Stated task:
Reproduce the data below verbatim, everything from its first line down through the line that contains "<point>116,237</point>", including both ends.

Raw data:
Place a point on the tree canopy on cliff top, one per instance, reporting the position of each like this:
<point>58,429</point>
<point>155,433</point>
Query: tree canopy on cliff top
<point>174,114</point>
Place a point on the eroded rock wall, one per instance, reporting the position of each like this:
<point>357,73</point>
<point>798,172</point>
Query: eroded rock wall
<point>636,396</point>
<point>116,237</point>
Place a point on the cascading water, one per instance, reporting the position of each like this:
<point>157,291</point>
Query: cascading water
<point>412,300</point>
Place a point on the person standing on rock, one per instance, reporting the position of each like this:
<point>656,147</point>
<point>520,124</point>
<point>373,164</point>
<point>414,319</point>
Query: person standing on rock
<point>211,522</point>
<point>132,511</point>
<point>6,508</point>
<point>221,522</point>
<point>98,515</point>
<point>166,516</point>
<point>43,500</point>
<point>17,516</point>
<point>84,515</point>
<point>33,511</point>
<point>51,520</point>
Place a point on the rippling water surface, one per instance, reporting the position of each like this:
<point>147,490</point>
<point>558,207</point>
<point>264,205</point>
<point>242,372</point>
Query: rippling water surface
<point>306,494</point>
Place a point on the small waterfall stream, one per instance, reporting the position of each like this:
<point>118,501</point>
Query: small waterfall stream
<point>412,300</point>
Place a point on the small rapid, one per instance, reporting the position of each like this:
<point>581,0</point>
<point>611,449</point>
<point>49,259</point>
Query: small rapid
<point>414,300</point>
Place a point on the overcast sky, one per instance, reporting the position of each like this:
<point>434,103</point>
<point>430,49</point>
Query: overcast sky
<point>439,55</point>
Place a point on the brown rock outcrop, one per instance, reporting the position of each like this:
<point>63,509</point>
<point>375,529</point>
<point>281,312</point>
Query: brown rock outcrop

Response for this exercise:
Place a point on the tree canopy on cliff top, one per instance, reporting the position of each like this:
<point>58,429</point>
<point>155,433</point>
Query: tree canopy on cliff top
<point>174,114</point>
Place a point on the eroded rock wall, one per instance, reporting the position of each like this:
<point>357,73</point>
<point>798,172</point>
Query: eroded rock wall
<point>636,396</point>
<point>116,237</point>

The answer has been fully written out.